▶ [To do] Copy out the records below word for word, but leave out the pictures.

== Rows ==

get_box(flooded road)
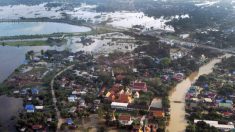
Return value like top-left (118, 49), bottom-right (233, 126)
top-left (0, 95), bottom-right (23, 132)
top-left (166, 54), bottom-right (231, 132)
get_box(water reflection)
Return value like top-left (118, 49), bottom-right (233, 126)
top-left (167, 54), bottom-right (231, 132)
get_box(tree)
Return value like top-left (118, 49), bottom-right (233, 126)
top-left (160, 57), bottom-right (171, 67)
top-left (41, 50), bottom-right (45, 55)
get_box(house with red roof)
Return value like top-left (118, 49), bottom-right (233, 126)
top-left (131, 81), bottom-right (148, 92)
top-left (118, 114), bottom-right (133, 126)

===

▶ [Task solution]
get_box(flooded road)
Return value like top-left (118, 49), bottom-right (233, 126)
top-left (0, 95), bottom-right (23, 132)
top-left (166, 54), bottom-right (231, 132)
get_box(water reflection)
Return value like top-left (118, 49), bottom-right (233, 126)
top-left (167, 54), bottom-right (231, 132)
get_box(tree)
Return value like top-left (118, 49), bottom-right (233, 126)
top-left (160, 57), bottom-right (171, 67)
top-left (41, 50), bottom-right (45, 55)
get_box(house with red roof)
Return value like top-left (118, 49), bottom-right (233, 126)
top-left (131, 81), bottom-right (148, 92)
top-left (118, 114), bottom-right (133, 126)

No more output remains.